- _GOAL OF THE EXERCISE_: Please reproduce the entries starting with the line containing "subject: algae on mud" and going on through the line containing "[0,207,209,256]", requests included, and add 113 to every bounding-box coordinate. Return only those lines, and omit the pictures.

- _DATA FOR THIS EXERCISE_:
++++++++++++++++++++
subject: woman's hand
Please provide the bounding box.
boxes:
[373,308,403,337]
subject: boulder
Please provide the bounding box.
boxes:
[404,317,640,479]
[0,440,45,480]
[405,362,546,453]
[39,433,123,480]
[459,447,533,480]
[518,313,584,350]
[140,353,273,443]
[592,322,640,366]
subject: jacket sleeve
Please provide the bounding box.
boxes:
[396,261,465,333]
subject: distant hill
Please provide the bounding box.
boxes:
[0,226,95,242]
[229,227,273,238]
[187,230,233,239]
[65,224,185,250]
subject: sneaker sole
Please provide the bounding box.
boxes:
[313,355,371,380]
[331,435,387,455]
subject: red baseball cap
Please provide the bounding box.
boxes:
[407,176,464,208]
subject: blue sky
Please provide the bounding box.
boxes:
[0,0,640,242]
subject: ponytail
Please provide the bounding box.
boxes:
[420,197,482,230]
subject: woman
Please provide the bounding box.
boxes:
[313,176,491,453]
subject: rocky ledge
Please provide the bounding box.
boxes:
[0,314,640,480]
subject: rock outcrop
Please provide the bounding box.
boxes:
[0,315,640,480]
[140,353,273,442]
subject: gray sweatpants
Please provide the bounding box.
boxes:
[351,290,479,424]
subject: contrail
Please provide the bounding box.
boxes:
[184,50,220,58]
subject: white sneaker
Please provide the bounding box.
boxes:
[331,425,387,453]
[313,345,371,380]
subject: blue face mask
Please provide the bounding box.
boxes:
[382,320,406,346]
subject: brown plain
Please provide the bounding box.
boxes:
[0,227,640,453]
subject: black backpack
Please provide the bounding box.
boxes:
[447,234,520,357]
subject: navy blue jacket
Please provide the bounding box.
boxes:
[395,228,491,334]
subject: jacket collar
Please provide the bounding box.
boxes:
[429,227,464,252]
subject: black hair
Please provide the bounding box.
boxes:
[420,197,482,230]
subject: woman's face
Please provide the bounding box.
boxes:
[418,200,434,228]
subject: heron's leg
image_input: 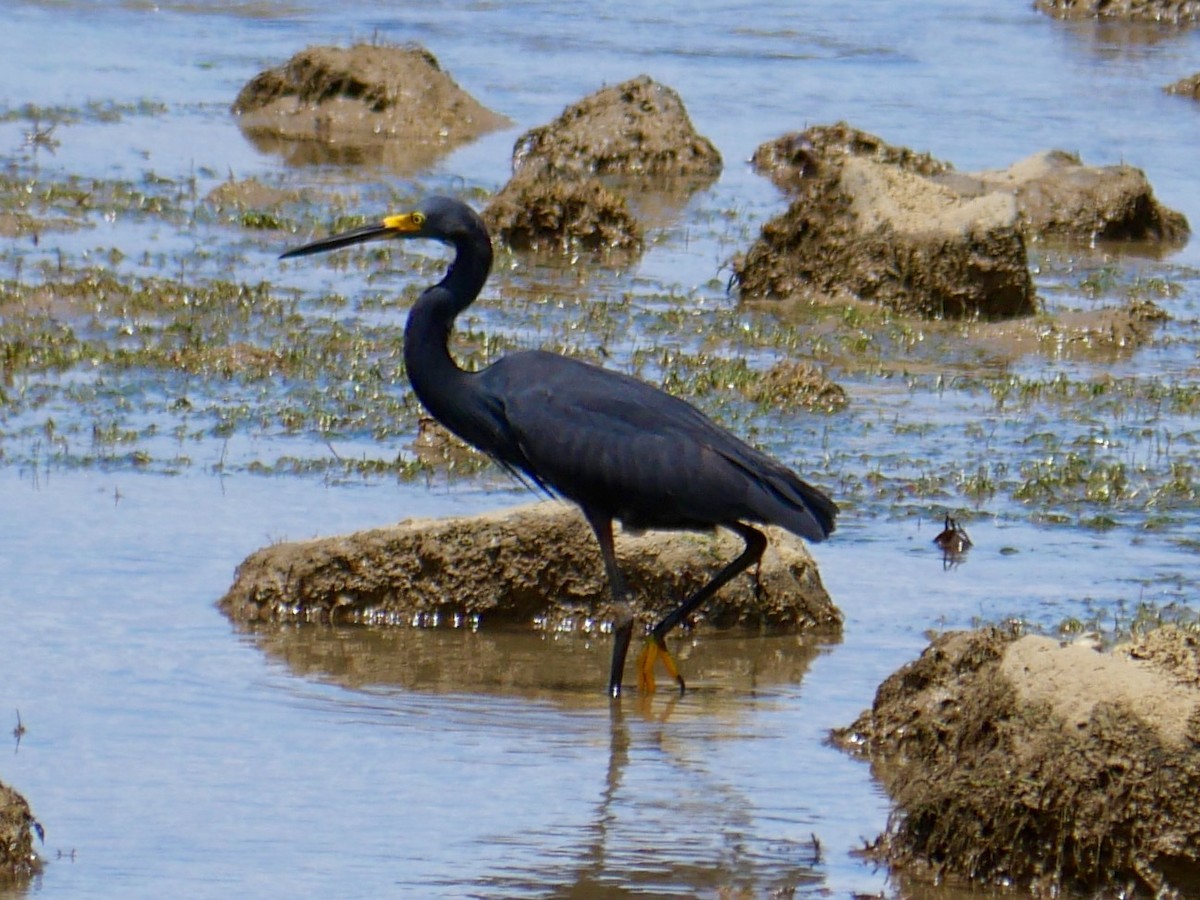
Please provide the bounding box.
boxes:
[583,509,634,697]
[637,522,767,692]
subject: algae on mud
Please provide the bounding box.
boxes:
[834,626,1200,896]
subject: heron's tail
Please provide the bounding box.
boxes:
[760,469,838,542]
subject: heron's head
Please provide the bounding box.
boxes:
[280,197,487,259]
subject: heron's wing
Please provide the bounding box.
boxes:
[482,353,836,540]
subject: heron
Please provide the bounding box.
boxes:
[281,197,838,698]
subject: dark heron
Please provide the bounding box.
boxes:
[283,197,838,696]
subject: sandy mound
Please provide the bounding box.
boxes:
[733,122,1188,320]
[1163,72,1200,100]
[0,781,42,889]
[733,147,1034,319]
[484,178,643,258]
[953,150,1189,244]
[233,44,506,172]
[485,76,721,258]
[220,503,841,630]
[835,628,1200,896]
[1033,0,1200,25]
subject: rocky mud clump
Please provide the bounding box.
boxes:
[733,122,1189,320]
[1033,0,1200,26]
[834,626,1200,896]
[733,125,1036,319]
[0,781,42,889]
[233,44,508,173]
[220,503,841,631]
[485,76,721,257]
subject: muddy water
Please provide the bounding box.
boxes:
[0,2,1200,898]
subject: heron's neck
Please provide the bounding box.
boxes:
[404,239,492,431]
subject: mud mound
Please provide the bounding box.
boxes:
[1163,72,1200,100]
[733,156,1034,319]
[512,76,721,179]
[486,76,721,253]
[0,781,42,889]
[743,360,847,413]
[233,44,506,172]
[750,122,954,193]
[834,628,1200,896]
[484,176,643,254]
[953,150,1189,244]
[220,503,841,630]
[1033,0,1200,25]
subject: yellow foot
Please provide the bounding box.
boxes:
[637,637,684,694]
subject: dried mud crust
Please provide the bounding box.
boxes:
[1033,0,1200,25]
[485,76,721,257]
[218,503,841,632]
[834,626,1200,896]
[233,44,508,172]
[0,781,42,889]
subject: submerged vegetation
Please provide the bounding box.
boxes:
[0,153,1200,542]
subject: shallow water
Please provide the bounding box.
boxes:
[0,2,1200,898]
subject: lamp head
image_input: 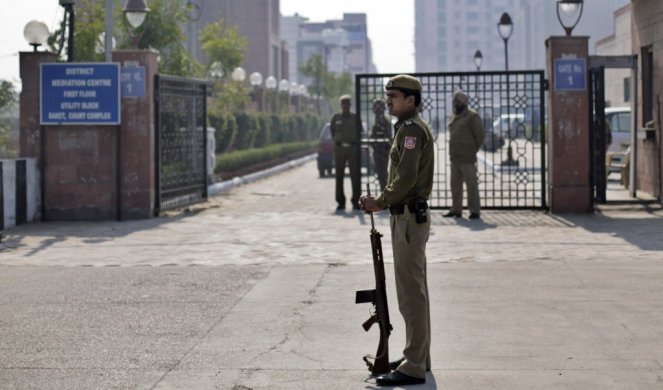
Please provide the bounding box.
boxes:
[557,0,583,37]
[23,20,50,51]
[474,49,483,68]
[124,0,150,28]
[497,12,513,41]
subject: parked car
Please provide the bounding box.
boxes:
[318,123,334,177]
[605,107,631,152]
[481,129,504,152]
[493,114,526,139]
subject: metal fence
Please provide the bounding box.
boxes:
[155,75,207,213]
[355,71,547,209]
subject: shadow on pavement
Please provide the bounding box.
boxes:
[570,202,663,251]
[0,207,209,256]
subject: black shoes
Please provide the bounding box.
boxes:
[389,358,405,371]
[375,370,426,386]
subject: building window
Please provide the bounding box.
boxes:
[272,46,281,79]
[624,77,631,102]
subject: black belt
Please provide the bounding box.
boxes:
[389,204,405,215]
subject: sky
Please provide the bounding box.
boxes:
[0,0,414,88]
[0,0,63,89]
[281,0,414,73]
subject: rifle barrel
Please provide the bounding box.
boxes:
[366,183,375,232]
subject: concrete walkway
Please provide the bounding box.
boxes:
++++++++++++++++++++
- _FULL SOLUTION_:
subject: algae on mud
Please provide the bounding box.
boxes:
[947,739,1313,1009]
subject: heron's tail
Please provide the bounding box.
boxes:
[873,582,951,655]
subject: heron's head
Please provide the bounding box.
boxes:
[393,310,600,372]
subject: heron's wing
Please provide the bounding box.
boxes:
[595,466,949,653]
subject: heron
Please provide the bounding box.
boxes:
[394,310,951,811]
subject: dark heron
Please provide the bounding box.
boxes:
[396,310,951,809]
subject: sandy mound
Please provide the bounding box.
boxes:
[846,235,1301,433]
[1276,185,1313,213]
[113,894,155,1002]
[846,260,1147,432]
[597,291,756,371]
[1066,263,1302,357]
[346,157,619,285]
[598,189,834,371]
[333,616,954,743]
[948,741,1313,1009]
[1146,113,1313,138]
subject: rocky mud clump
Please provide the bounding box.
boxes:
[846,235,1302,433]
[1146,113,1313,139]
[947,739,1313,1009]
[846,238,1149,432]
[113,894,155,1002]
[346,157,621,286]
[333,616,954,744]
[598,189,834,370]
subject: muddy water
Please provide the bounding box.
boxes:
[113,115,1313,1011]
subject: heron's neck
Please provide the bounding box.
boxes:
[517,352,605,544]
subject: mud mound
Please provide the bounding box.
boxes:
[1276,185,1313,213]
[846,269,1147,432]
[625,189,834,292]
[599,189,834,366]
[113,894,155,1002]
[856,473,960,526]
[346,157,619,285]
[863,235,1067,306]
[947,741,1313,1009]
[597,289,756,367]
[1066,263,1302,357]
[333,616,954,743]
[1146,113,1313,138]
subject: yellow foot
Please provide the bounding box.
boxes:
[750,750,797,807]
subject: dried mud crust
Please provide the bounding box.
boxes:
[1146,113,1313,138]
[598,189,834,370]
[331,616,954,745]
[947,739,1313,1009]
[346,157,621,285]
[113,894,155,1002]
subject: submerged vegetation
Please provide the bounding box.
boxes:
[113,266,1313,655]
subject: shallow water
Please provide the bounding box.
boxes:
[113,115,1313,1011]
subject: lamp head
image_input: 
Please provide the bounding box.
boxes:
[670,113,696,150]
[136,133,163,164]
[587,162,596,181]
[237,113,263,141]
[610,125,626,154]
subject: parked car
Please provide the bounding box.
boxes:
[431,236,447,290]
[718,220,744,265]
[594,242,617,265]
[606,227,639,252]
subject: metal fence
Please provide the bounding box.
boxes:
[268,188,320,326]
[468,184,660,322]
subject: shadow on pavement
Please provide the bounding box.
boxes:
[683,315,776,364]
[113,320,322,369]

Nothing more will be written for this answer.